_Stored records:_

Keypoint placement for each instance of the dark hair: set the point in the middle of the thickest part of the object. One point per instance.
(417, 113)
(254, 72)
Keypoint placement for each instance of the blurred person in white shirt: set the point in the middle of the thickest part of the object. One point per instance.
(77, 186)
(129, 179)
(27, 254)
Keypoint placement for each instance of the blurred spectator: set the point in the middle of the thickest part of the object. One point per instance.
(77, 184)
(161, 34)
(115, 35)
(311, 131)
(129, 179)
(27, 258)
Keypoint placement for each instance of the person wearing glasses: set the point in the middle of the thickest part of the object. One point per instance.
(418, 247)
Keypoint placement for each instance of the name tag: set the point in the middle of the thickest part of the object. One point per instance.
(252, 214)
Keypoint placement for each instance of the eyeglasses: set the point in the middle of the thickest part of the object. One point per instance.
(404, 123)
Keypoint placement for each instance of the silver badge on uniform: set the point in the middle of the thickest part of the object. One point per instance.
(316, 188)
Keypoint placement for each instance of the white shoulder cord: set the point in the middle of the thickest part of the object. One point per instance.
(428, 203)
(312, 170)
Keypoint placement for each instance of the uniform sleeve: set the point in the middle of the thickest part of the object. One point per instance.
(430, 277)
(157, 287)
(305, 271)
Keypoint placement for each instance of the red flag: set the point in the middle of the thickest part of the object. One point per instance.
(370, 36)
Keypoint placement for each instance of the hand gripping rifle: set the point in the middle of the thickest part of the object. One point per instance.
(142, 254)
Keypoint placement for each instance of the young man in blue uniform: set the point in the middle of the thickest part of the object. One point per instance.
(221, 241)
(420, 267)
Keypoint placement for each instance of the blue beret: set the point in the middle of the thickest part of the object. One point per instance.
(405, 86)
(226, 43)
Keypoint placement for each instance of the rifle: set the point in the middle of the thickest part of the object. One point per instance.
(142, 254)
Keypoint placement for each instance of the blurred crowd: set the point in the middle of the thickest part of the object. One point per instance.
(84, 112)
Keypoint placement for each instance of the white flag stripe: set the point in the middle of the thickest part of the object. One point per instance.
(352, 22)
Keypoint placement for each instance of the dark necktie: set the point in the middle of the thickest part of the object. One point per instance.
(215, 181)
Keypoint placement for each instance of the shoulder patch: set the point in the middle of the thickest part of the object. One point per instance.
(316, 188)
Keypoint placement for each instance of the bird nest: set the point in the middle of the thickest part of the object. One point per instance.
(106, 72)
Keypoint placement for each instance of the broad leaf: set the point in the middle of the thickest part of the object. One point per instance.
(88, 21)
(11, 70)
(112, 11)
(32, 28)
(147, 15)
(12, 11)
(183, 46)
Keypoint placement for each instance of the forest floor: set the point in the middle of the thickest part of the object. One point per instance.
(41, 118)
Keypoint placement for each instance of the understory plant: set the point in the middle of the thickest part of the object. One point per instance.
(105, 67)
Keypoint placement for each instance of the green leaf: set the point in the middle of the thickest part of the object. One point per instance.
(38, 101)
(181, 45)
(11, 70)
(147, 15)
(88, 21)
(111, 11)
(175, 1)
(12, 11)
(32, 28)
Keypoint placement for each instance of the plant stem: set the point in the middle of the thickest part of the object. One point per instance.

_What to produce:_ Copy the lines of the records above word for word, starting at the line that contains "Keypoint placement for each instance of the broad" and continuing through the end of the records.

_Finished exercise:_
Keypoint placement for each instance of the broad leaf: set the point in the middle of the thickest part of the object. One point per instance.
(88, 21)
(11, 70)
(112, 11)
(32, 28)
(147, 15)
(12, 11)
(183, 46)
Keypoint placement for each instance of the forest floor: set the point in the middle of the thickest part of the object. One point per instance.
(41, 118)
Keypoint placement for each instance of the understory plant: set the point in the middle of the thickest part of the object. One point per instance.
(105, 67)
Keypoint placement for each instance of the green leaf: set the point in the middle of the thickest part of the object. One point per instance.
(38, 101)
(181, 45)
(11, 70)
(147, 15)
(88, 21)
(111, 11)
(175, 1)
(12, 11)
(32, 28)
Keypoint placement for each instance of the plant stem: set the point in the middle of the thickest part of the object. One point per instance.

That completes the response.